The request – Copy the listing below line for line, without changing anything.

"""

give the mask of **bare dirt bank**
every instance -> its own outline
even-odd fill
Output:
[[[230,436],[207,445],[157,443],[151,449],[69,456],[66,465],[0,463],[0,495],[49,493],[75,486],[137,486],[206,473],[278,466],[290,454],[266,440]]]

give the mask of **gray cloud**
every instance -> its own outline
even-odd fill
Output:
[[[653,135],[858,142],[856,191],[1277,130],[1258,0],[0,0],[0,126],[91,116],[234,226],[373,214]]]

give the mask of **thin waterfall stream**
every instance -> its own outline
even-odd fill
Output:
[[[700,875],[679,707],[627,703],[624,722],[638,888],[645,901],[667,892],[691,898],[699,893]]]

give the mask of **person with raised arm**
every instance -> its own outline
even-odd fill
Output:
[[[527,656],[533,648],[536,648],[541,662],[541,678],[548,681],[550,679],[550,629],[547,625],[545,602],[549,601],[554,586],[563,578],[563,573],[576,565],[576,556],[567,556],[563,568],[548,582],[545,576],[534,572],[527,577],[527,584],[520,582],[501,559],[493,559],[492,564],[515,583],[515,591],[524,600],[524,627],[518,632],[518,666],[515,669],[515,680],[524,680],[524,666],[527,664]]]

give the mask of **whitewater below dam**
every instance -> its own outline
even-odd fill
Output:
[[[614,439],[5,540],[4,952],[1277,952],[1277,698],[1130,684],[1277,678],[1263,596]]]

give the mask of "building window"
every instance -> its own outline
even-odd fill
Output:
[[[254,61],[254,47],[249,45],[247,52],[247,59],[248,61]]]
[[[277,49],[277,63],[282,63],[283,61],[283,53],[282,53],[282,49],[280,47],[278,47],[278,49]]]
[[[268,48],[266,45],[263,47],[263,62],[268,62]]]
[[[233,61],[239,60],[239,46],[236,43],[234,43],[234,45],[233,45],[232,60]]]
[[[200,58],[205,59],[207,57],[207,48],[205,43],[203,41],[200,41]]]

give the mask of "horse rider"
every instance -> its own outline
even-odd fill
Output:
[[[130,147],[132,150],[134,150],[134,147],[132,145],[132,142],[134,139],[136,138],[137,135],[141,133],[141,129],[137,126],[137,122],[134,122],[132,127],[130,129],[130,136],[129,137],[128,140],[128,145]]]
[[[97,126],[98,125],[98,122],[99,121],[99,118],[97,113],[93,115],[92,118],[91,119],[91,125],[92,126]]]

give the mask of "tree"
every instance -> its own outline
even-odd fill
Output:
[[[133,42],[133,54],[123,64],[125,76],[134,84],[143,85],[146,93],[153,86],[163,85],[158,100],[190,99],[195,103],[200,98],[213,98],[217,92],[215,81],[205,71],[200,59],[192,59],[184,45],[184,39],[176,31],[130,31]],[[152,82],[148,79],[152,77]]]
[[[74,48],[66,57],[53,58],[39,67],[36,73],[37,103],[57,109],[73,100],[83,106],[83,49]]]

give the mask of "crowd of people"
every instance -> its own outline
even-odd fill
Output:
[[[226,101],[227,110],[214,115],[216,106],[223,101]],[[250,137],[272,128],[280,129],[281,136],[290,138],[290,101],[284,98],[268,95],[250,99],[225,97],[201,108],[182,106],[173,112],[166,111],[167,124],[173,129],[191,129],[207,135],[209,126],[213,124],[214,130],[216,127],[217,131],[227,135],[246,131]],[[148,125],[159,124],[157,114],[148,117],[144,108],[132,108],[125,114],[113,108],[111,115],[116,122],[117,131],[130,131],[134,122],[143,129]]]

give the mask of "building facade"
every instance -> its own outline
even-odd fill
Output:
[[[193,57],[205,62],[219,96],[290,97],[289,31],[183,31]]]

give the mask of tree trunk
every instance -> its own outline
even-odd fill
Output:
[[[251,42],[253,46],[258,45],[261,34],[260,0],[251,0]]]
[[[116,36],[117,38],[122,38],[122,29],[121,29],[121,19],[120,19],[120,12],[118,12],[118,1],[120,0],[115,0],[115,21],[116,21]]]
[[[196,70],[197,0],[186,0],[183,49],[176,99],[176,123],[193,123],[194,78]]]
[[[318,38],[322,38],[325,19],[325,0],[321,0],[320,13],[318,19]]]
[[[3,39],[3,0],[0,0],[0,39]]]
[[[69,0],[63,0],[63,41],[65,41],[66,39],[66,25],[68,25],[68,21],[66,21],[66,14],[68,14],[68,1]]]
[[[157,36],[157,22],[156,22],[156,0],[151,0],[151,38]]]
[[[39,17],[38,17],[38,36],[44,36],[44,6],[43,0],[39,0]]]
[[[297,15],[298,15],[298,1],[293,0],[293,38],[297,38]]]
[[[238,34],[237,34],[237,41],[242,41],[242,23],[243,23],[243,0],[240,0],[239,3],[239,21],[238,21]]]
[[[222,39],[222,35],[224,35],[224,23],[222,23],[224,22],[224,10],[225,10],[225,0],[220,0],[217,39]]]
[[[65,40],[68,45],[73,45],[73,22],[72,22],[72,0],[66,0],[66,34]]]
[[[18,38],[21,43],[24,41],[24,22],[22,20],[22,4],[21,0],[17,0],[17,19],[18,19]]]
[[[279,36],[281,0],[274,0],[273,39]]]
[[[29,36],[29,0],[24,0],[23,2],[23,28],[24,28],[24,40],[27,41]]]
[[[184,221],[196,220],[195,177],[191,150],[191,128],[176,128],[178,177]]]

"""

Answer –
give the mask of **bare dirt bank**
every instance -> its own outline
even-odd fill
Output:
[[[230,436],[207,445],[157,443],[151,449],[69,456],[66,465],[0,463],[0,495],[49,493],[75,486],[137,486],[206,473],[278,466],[290,454],[266,440]]]

give the mask of **gray cloud**
every instance -> its own outline
even-odd fill
Output:
[[[653,135],[858,142],[856,191],[1277,130],[1258,0],[0,0],[0,126],[91,116],[234,226],[373,214]]]

give the mask of **thin waterfall stream**
every instance -> its own outline
even-odd fill
Output:
[[[700,875],[679,707],[627,703],[624,722],[638,888],[645,901],[667,892],[691,898],[699,893]]]

give the mask of **person with raised arm**
every instance -> its own outline
even-odd fill
Output:
[[[527,656],[533,648],[536,648],[541,662],[541,678],[548,681],[550,679],[550,629],[547,625],[545,602],[549,601],[554,586],[563,578],[563,573],[576,565],[576,556],[567,556],[563,568],[548,582],[545,576],[534,572],[527,577],[527,584],[520,582],[501,559],[493,559],[492,564],[515,583],[515,591],[524,600],[524,627],[518,632],[518,666],[515,669],[515,680],[524,680],[524,666],[527,664]]]

give the mask of **whitewater below dam**
every instance -> its own outline
even-odd fill
Output:
[[[614,439],[5,540],[4,952],[1277,952],[1277,698],[1130,684],[1277,678],[1263,596]]]

give the mask of "building window"
every instance -> its own outline
even-odd fill
Output:
[[[254,61],[254,47],[249,45],[247,52],[247,59],[248,61]]]
[[[277,49],[277,63],[282,63],[283,61],[283,53],[282,53],[282,49],[280,47],[278,47],[278,49]]]
[[[268,48],[266,45],[263,47],[263,62],[268,62]]]
[[[233,61],[239,60],[239,46],[236,43],[234,43],[234,45],[233,45],[232,60]]]
[[[200,58],[205,59],[207,57],[207,48],[205,43],[203,41],[200,41]]]

give the mask of "horse rider"
every instance -> its own outline
even-odd fill
Output:
[[[130,147],[132,150],[134,150],[134,147],[132,145],[132,142],[134,139],[136,138],[137,135],[141,133],[141,129],[137,126],[137,122],[134,122],[132,127],[130,129],[130,136],[129,137],[128,140],[128,145]]]
[[[97,126],[98,125],[98,122],[99,121],[99,118],[97,113],[93,115],[92,118],[91,119],[91,125],[92,126]]]

give the mask of "tree"
every instance -> its own outline
even-odd fill
Output:
[[[133,42],[133,54],[123,64],[125,76],[134,84],[143,85],[146,93],[153,86],[163,85],[158,100],[190,99],[195,103],[200,98],[213,98],[217,92],[215,81],[205,71],[200,59],[192,59],[184,45],[184,39],[176,31],[130,31]],[[152,82],[148,79],[152,77]]]
[[[74,48],[66,57],[53,58],[39,67],[36,73],[37,103],[57,109],[73,100],[83,106],[83,49]]]

give the mask of "crowd of people"
every instance -> its own outline
even-odd fill
Output:
[[[226,101],[227,110],[214,115],[216,106],[223,101]],[[250,137],[272,128],[280,129],[281,136],[290,138],[290,101],[284,98],[268,95],[250,99],[225,97],[201,108],[182,106],[173,112],[166,111],[167,124],[173,129],[191,129],[207,135],[209,126],[213,124],[214,130],[216,127],[217,131],[227,135],[246,131]],[[148,125],[159,124],[157,114],[148,117],[144,108],[132,108],[125,114],[113,108],[111,115],[116,122],[117,131],[130,131],[134,122],[143,129]]]

give the mask of "building facade"
every instance -> its own outline
even-odd fill
Output:
[[[193,57],[205,62],[219,96],[290,97],[289,31],[183,31]]]

give the mask of tree trunk
every instance -> its own outline
even-odd fill
Output:
[[[251,42],[253,46],[258,45],[261,34],[260,0],[251,0]]]
[[[116,36],[117,38],[122,38],[122,29],[121,29],[121,19],[120,19],[120,12],[118,12],[118,1],[120,0],[115,0],[115,21],[116,21]]]
[[[196,70],[197,0],[186,0],[183,49],[176,99],[176,123],[193,123],[194,78]]]
[[[318,38],[322,38],[325,19],[325,0],[321,0],[320,13],[318,19]]]
[[[3,39],[3,0],[0,0],[0,39]]]
[[[69,0],[63,0],[63,41],[65,41],[66,39],[66,25],[68,25],[68,21],[66,21],[66,14],[68,14],[68,1]]]
[[[157,36],[157,22],[156,22],[156,0],[151,0],[151,38]]]
[[[39,17],[38,17],[38,36],[44,36],[44,6],[43,0],[39,0]]]
[[[297,15],[298,15],[298,1],[293,0],[293,38],[297,38]]]
[[[238,34],[237,34],[237,41],[242,41],[242,23],[243,23],[243,0],[240,0],[239,3],[239,21],[238,21]]]
[[[222,39],[222,35],[224,35],[224,23],[222,23],[224,22],[224,10],[225,10],[225,0],[220,0],[217,39]]]
[[[65,40],[68,45],[73,45],[73,22],[72,22],[72,0],[66,0],[66,34]]]
[[[18,38],[21,43],[24,41],[24,22],[22,20],[22,4],[21,0],[17,0],[17,19],[18,19]]]
[[[279,36],[281,0],[274,0],[273,39]]]
[[[29,36],[29,0],[24,0],[23,2],[23,28],[24,28],[24,40],[27,41]]]
[[[184,221],[196,220],[195,177],[191,150],[191,128],[176,128],[178,177]]]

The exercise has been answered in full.